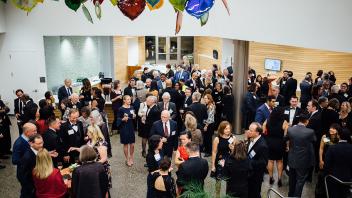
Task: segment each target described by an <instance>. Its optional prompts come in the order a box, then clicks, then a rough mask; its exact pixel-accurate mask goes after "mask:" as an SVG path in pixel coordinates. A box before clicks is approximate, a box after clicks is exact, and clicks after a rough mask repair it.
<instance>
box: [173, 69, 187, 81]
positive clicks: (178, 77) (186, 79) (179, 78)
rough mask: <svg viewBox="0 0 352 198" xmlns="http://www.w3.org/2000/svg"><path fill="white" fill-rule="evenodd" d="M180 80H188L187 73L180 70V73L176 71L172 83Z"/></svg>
mask: <svg viewBox="0 0 352 198" xmlns="http://www.w3.org/2000/svg"><path fill="white" fill-rule="evenodd" d="M181 79H183V80H185V81H187V80H188V79H189V72H188V71H185V70H182V71H181V72H180V71H177V72H176V73H175V76H174V83H176V82H178V81H180V80H181Z"/></svg>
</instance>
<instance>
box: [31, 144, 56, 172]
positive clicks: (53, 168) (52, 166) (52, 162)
mask: <svg viewBox="0 0 352 198" xmlns="http://www.w3.org/2000/svg"><path fill="white" fill-rule="evenodd" d="M53 169H54V167H53V160H52V159H51V156H50V154H49V152H48V151H47V150H46V149H42V150H40V151H39V152H38V154H37V157H36V164H35V167H34V169H33V175H34V176H35V177H37V178H39V179H46V178H48V177H49V176H50V175H51V173H52V172H53Z"/></svg>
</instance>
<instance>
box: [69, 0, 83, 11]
mask: <svg viewBox="0 0 352 198" xmlns="http://www.w3.org/2000/svg"><path fill="white" fill-rule="evenodd" d="M65 4H66V6H67V7H69V8H70V9H71V10H73V11H75V12H76V11H77V10H78V8H79V7H80V6H81V1H80V0H65Z"/></svg>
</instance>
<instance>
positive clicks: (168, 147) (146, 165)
mask: <svg viewBox="0 0 352 198" xmlns="http://www.w3.org/2000/svg"><path fill="white" fill-rule="evenodd" d="M232 75H233V74H232V71H231V70H230V69H228V68H226V69H224V70H223V71H220V70H219V68H218V67H217V66H216V65H214V66H213V68H212V69H211V70H200V69H199V68H198V67H197V66H194V67H191V68H188V67H187V68H185V67H184V66H183V65H179V66H177V68H176V69H175V70H173V69H171V66H170V65H167V66H166V72H165V73H160V72H158V71H156V70H154V71H149V70H148V68H145V69H144V70H143V72H142V73H139V72H136V73H135V75H134V76H133V77H131V78H130V79H129V81H128V85H127V87H125V88H123V87H122V85H121V82H120V81H119V80H115V81H114V82H113V83H112V86H111V91H110V94H109V95H110V100H111V102H112V105H111V106H112V110H113V112H114V120H113V121H112V126H111V127H110V126H109V124H108V123H109V121H108V116H107V113H106V110H105V108H106V107H105V103H106V102H105V99H104V97H103V95H102V90H101V89H99V88H97V87H92V86H91V84H90V81H89V80H88V79H84V80H83V81H82V89H81V90H80V92H79V93H74V92H73V90H72V88H71V80H70V79H66V80H65V81H64V86H62V87H60V89H59V90H58V99H59V101H58V103H57V104H56V102H55V100H54V99H53V95H52V93H51V92H50V91H48V92H46V93H45V99H42V100H40V101H39V102H38V105H37V104H36V103H35V102H34V101H33V100H32V99H31V98H30V97H29V95H27V94H26V93H24V92H23V91H22V90H21V89H19V90H17V91H16V96H17V98H16V99H15V101H14V105H15V107H14V112H15V115H16V120H17V125H18V128H19V137H18V139H17V140H16V141H15V143H14V145H13V148H12V152H11V139H10V137H11V136H10V124H11V122H10V119H9V118H8V115H7V114H8V112H9V108H8V107H6V105H5V104H4V103H3V102H2V101H1V100H0V118H1V119H0V124H1V125H0V127H1V129H2V130H0V132H1V133H0V147H1V148H0V153H1V155H0V157H2V158H4V159H6V157H8V155H11V154H12V162H13V164H14V165H17V179H18V181H19V182H20V184H21V197H48V196H49V197H66V196H68V195H70V196H72V197H84V198H86V197H111V195H110V191H109V189H110V188H112V179H113V175H112V174H111V170H110V164H109V158H110V157H111V156H112V155H113V153H112V150H111V142H110V135H111V131H115V130H116V131H118V133H119V135H120V143H121V144H122V145H123V151H122V152H123V153H124V156H125V159H124V163H125V165H126V166H127V167H131V166H133V165H134V163H135V161H134V158H135V157H134V155H135V143H136V136H135V134H136V132H137V134H138V136H139V137H140V139H141V146H140V147H138V148H140V151H141V156H143V157H144V158H146V161H145V162H136V163H143V164H145V167H146V168H147V170H148V176H147V182H146V183H147V193H146V194H147V197H148V198H159V197H160V198H163V197H176V196H179V195H187V194H192V193H196V191H197V192H198V191H201V192H202V191H203V190H204V179H205V178H206V177H207V176H208V173H209V170H210V177H212V178H213V179H215V196H216V197H220V191H221V181H222V180H225V181H226V183H227V185H226V194H228V195H229V196H234V197H251V198H252V197H253V198H257V197H261V195H260V194H261V186H262V182H263V177H264V174H266V173H267V174H268V175H269V177H270V179H269V184H270V185H272V184H274V183H275V182H276V180H277V185H278V187H281V186H282V185H285V184H284V183H283V181H282V177H283V174H284V173H285V172H286V173H287V175H288V177H289V184H288V185H289V192H288V196H290V197H301V195H302V189H303V186H304V184H305V182H307V181H308V182H311V181H312V177H313V176H317V177H318V182H317V185H316V190H315V193H316V196H317V197H323V196H325V195H326V192H325V188H324V178H325V176H326V175H329V174H331V175H333V176H335V177H337V178H339V179H340V180H342V181H345V182H348V181H351V179H352V169H351V167H352V160H351V159H350V156H351V154H352V145H351V135H350V131H351V129H352V114H351V113H350V112H351V102H352V99H351V98H350V96H352V93H351V92H352V79H350V82H349V83H341V84H340V85H336V84H335V83H336V78H335V76H334V73H333V72H328V73H324V72H323V71H318V73H317V78H316V79H315V80H313V77H312V73H310V72H308V73H307V75H306V76H305V78H304V79H303V81H302V82H301V83H300V84H299V86H300V90H301V94H300V98H298V97H297V96H296V91H297V86H298V85H297V80H296V79H294V77H293V72H292V71H284V72H283V76H281V77H279V78H276V77H273V76H267V77H262V76H260V75H256V72H255V70H253V69H249V72H248V93H247V94H246V95H245V96H244V103H243V105H242V107H241V109H242V113H243V120H242V121H243V122H242V123H243V128H244V129H247V130H246V132H245V137H246V138H245V139H246V140H240V139H241V138H238V137H237V138H236V136H235V135H234V134H235V133H234V131H233V127H232V125H231V123H232V121H233V119H234V117H233V111H232V109H233V108H232V105H233V104H234V102H233V100H234V98H233V95H232V78H233V77H232ZM299 104H300V105H299ZM55 109H58V110H59V111H60V112H61V115H60V116H59V117H57V116H56V115H55ZM238 133H239V132H238ZM138 150H139V149H138ZM209 157H210V158H209ZM207 159H209V163H208V161H207ZM77 164H78V165H79V166H78V167H77V168H76V165H77ZM73 165H74V170H73V172H72V176H70V175H63V176H62V175H61V173H60V170H62V168H66V167H72V166H73ZM173 165H175V169H176V170H175V173H176V177H177V179H174V177H173V174H172V172H173V170H174V167H173ZM275 165H276V167H275ZM0 168H5V167H4V166H2V165H1V166H0ZM274 168H276V169H277V173H278V174H277V176H278V177H277V178H274V174H273V173H274ZM314 173H316V174H314ZM89 181H95V182H94V183H93V182H89ZM44 186H48V187H44ZM328 186H329V194H330V197H346V196H347V194H348V193H349V188H348V186H343V185H339V184H337V183H336V182H334V181H332V180H331V181H330V180H328Z"/></svg>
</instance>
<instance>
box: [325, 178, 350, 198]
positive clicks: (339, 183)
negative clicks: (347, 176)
mask: <svg viewBox="0 0 352 198" xmlns="http://www.w3.org/2000/svg"><path fill="white" fill-rule="evenodd" d="M328 177H331V178H332V179H334V180H335V181H337V182H338V183H339V184H342V185H346V186H350V188H351V185H352V182H343V181H341V180H340V179H338V178H336V177H334V176H332V175H327V176H325V178H324V183H325V191H326V197H327V198H329V190H328V184H327V178H328Z"/></svg>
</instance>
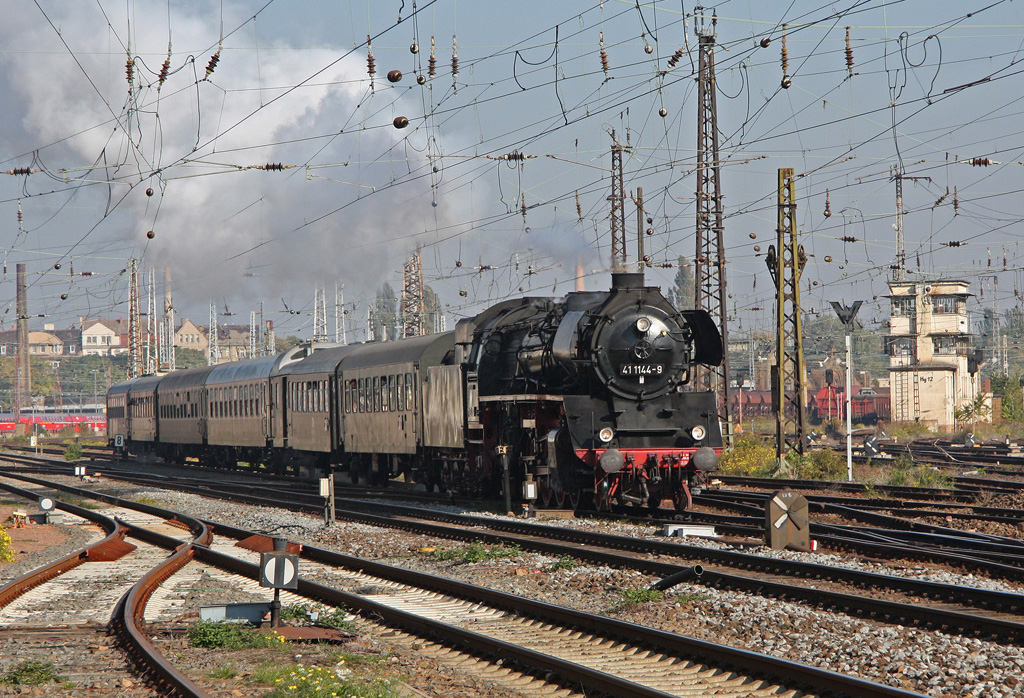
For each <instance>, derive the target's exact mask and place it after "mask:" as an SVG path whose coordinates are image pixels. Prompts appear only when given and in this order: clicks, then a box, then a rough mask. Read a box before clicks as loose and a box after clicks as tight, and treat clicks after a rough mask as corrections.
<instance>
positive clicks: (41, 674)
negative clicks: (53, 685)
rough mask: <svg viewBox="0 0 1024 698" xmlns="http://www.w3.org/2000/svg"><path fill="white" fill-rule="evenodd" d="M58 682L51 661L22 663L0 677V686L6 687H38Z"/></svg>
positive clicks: (58, 680) (27, 662)
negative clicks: (28, 686)
mask: <svg viewBox="0 0 1024 698" xmlns="http://www.w3.org/2000/svg"><path fill="white" fill-rule="evenodd" d="M60 681H62V680H61V679H60V677H58V675H57V674H56V669H55V668H54V667H53V662H51V661H27V662H22V663H20V664H18V665H17V666H15V667H14V668H12V669H11V670H10V671H8V672H7V673H5V674H3V675H2V677H0V684H5V685H7V686H39V685H41V684H50V683H57V682H60Z"/></svg>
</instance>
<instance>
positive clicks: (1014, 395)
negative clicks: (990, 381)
mask: <svg viewBox="0 0 1024 698" xmlns="http://www.w3.org/2000/svg"><path fill="white" fill-rule="evenodd" d="M991 380H992V394H993V395H999V396H1001V397H1002V409H1001V411H1000V413H999V417H1000V418H1001V419H1002V421H1004V422H1021V421H1024V395H1022V393H1021V377H1019V376H992V379H991Z"/></svg>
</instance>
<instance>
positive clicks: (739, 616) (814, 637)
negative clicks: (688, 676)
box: [106, 483, 1024, 698]
mask: <svg viewBox="0 0 1024 698" xmlns="http://www.w3.org/2000/svg"><path fill="white" fill-rule="evenodd" d="M106 485H108V487H106V490H108V491H110V490H112V489H114V488H113V487H112V486H111V483H106ZM117 489H119V490H122V491H121V493H120V495H122V496H129V497H130V498H131V497H134V498H139V497H142V496H145V497H152V498H153V499H155V500H157V501H158V503H159V504H160V505H161V506H165V507H168V508H170V509H175V510H178V511H182V512H187V513H189V514H191V515H195V516H200V517H203V518H208V519H211V520H213V521H223V522H225V523H229V524H231V525H236V526H241V527H245V528H250V529H253V530H259V531H262V532H266V533H268V534H270V535H283V536H287V537H289V538H290V539H292V540H295V541H297V542H304V543H308V544H312V546H317V547H322V548H327V549H331V550H336V551H338V552H342V553H346V554H348V555H353V556H358V557H365V558H368V559H374V560H379V561H381V562H384V563H388V564H392V565H396V566H401V567H408V568H411V569H416V570H421V571H425V572H431V573H436V574H443V575H445V576H449V577H452V578H456V579H460V580H463V581H467V582H471V583H476V584H481V585H485V586H490V587H494V588H498V590H501V591H504V592H508V593H512V594H517V595H519V596H522V597H525V598H530V599H537V600H541V601H546V602H549V603H554V604H560V605H564V606H568V607H572V608H578V609H582V610H586V611H590V612H592V613H599V614H610V615H612V616H614V617H618V618H622V619H625V620H629V621H632V622H636V623H640V624H644V625H649V626H653V627H657V628H662V629H665V630H670V631H673V632H678V634H681V635H686V636H690V637H693V638H698V639H701V640H706V641H711V642H715V643H720V644H725V645H731V646H734V647H739V648H743V649H748V650H751V651H754V652H761V653H765V654H769V655H773V656H777V657H784V658H787V659H792V660H794V661H798V662H802V663H807V664H811V665H815V666H819V667H822V668H825V669H829V670H833V671H837V672H840V673H844V674H851V675H857V677H861V678H864V679H867V680H870V681H874V682H879V683H882V684H886V685H889V686H893V687H899V688H903V689H907V690H911V691H916V692H920V693H924V694H927V695H930V696H936V697H937V698H947V697H949V698H951V697H953V696H957V697H958V696H977V697H979V698H980V697H982V696H984V697H985V698H1011V697H1012V696H1019V695H1022V693H1024V680H1022V677H1024V650H1022V649H1021V648H1018V647H1013V646H1010V645H1001V644H998V643H992V642H988V641H983V640H978V639H974V638H966V637H962V636H955V635H948V634H944V632H940V631H932V630H927V629H921V628H908V627H902V626H898V625H891V624H886V623H878V622H873V621H871V620H863V619H858V618H852V617H849V616H846V615H843V614H837V613H831V612H827V611H821V610H818V609H815V608H812V607H808V606H804V605H801V604H796V603H788V602H785V601H780V600H777V599H765V598H760V597H757V596H753V595H750V594H745V593H741V592H732V591H719V590H714V588H709V587H706V586H702V585H700V584H698V583H684V584H680V585H678V586H676V587H673V588H672V590H670V591H669V592H668V593H667V594H666V596H665V598H664V600H660V601H654V602H647V603H629V601H628V600H627V598H626V597H625V596H624V593H627V592H629V591H632V590H643V588H646V587H647V586H649V585H650V583H652V582H653V581H655V579H654V578H653V577H650V576H648V575H645V574H642V573H639V572H634V571H629V570H617V569H608V568H602V567H597V566H592V565H587V564H573V562H572V561H565V560H556V559H554V558H550V557H546V556H543V555H538V554H532V553H520V554H518V555H516V556H515V557H509V558H500V559H494V560H488V561H485V562H478V563H466V564H459V563H457V562H453V561H451V560H447V561H445V560H440V559H438V558H437V556H433V555H430V554H429V553H424V552H420V551H422V550H423V549H437V550H443V549H453V548H460V547H461V543H457V542H454V541H451V540H446V539H438V538H431V537H429V536H424V535H419V534H415V533H409V532H404V531H400V530H396V529H381V528H377V527H374V526H369V525H364V524H356V523H346V522H339V523H336V524H335V525H333V526H330V527H328V526H325V525H324V523H323V521H321V520H319V519H317V518H315V517H311V516H304V515H298V514H293V513H290V512H285V511H282V510H276V509H270V508H264V507H251V506H242V505H232V504H229V503H224V501H214V500H210V499H205V498H203V497H200V496H197V495H193V494H187V493H182V492H175V491H170V490H154V489H145V490H141V489H139V488H135V487H127V486H126V487H123V488H121V487H118V488H117ZM112 493H116V492H112ZM445 509H447V510H450V511H451V510H453V508H445ZM455 511H458V512H459V513H466V514H474V513H473V512H463V511H461V510H455ZM492 516H493V515H492ZM543 523H544V525H558V526H572V527H578V528H586V529H590V530H596V531H600V532H605V533H614V534H621V535H633V536H637V537H648V536H655V535H657V534H658V530H657V529H656V528H655V527H653V526H636V525H628V524H616V523H610V522H602V521H596V520H567V521H561V520H558V521H554V520H548V521H544V522H543ZM684 542H685V544H688V546H705V547H709V548H719V547H722V546H723V543H722V542H720V541H715V540H707V539H700V538H687V539H685V540H684ZM746 552H751V553H754V554H758V555H771V556H773V557H779V558H785V559H792V560H802V561H806V562H814V563H819V564H834V565H841V566H844V567H851V568H855V569H863V570H866V571H870V572H877V573H884V574H892V575H898V576H909V577H913V578H918V579H927V580H929V581H936V582H941V583H949V584H957V585H970V586H982V587H985V588H994V590H999V591H1005V592H1013V593H1021V587H1020V586H1019V585H1016V584H1013V583H1010V582H1006V581H999V580H990V579H985V578H980V577H976V576H973V575H964V574H958V573H955V572H951V571H946V570H941V569H930V568H927V567H924V566H922V565H920V564H914V566H913V567H911V568H908V569H904V568H899V567H895V566H891V565H886V564H882V563H877V562H866V561H863V560H859V559H858V558H856V557H855V556H847V555H843V554H835V553H828V552H820V553H817V554H801V553H790V552H778V551H770V550H767V549H759V550H754V551H746ZM577 562H579V561H577ZM300 573H301V569H300ZM222 595H223V592H222V591H220V593H219V594H218V597H222ZM203 597H204V595H203V593H202V590H198V591H197V592H196V593H195V594H194V595H193V597H191V598H190V599H189V603H194V604H196V605H197V606H199V605H202V604H204V603H216V602H208V601H206V600H205V599H204V598H203Z"/></svg>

========================================

* WHAT YOU ARE ASKED TO DO
Leave out the pictures and repeat exactly the lines from the first line of the data through the line containing "box: [31, 144, 56, 172]". Add nothing else.

* SOLUTION
Task: segment each target described by an <instance>. Its optional prompts come in the order a box, then clicks, then a rough mask; its exact pixel-accurate mask goes after "mask:" as an SVG path in pixel coordinates. A box before clicks is approximate, a box after clicks is exact, and clicks after a rough mask repair it.
<instance>
box: [173, 69, 187, 81]
positive clicks: (178, 77) (186, 79) (179, 78)
rough mask: <svg viewBox="0 0 352 198" xmlns="http://www.w3.org/2000/svg"><path fill="white" fill-rule="evenodd" d="M180 80H188L187 73L180 70V73L176 71L172 83Z"/></svg>
mask: <svg viewBox="0 0 352 198" xmlns="http://www.w3.org/2000/svg"><path fill="white" fill-rule="evenodd" d="M181 79H183V80H185V81H187V80H188V79H189V72H188V71H185V70H182V71H181V72H180V71H177V72H176V73H175V76H174V83H176V82H178V81H180V80H181Z"/></svg>
</instance>
<instance>
box: [31, 144, 56, 172]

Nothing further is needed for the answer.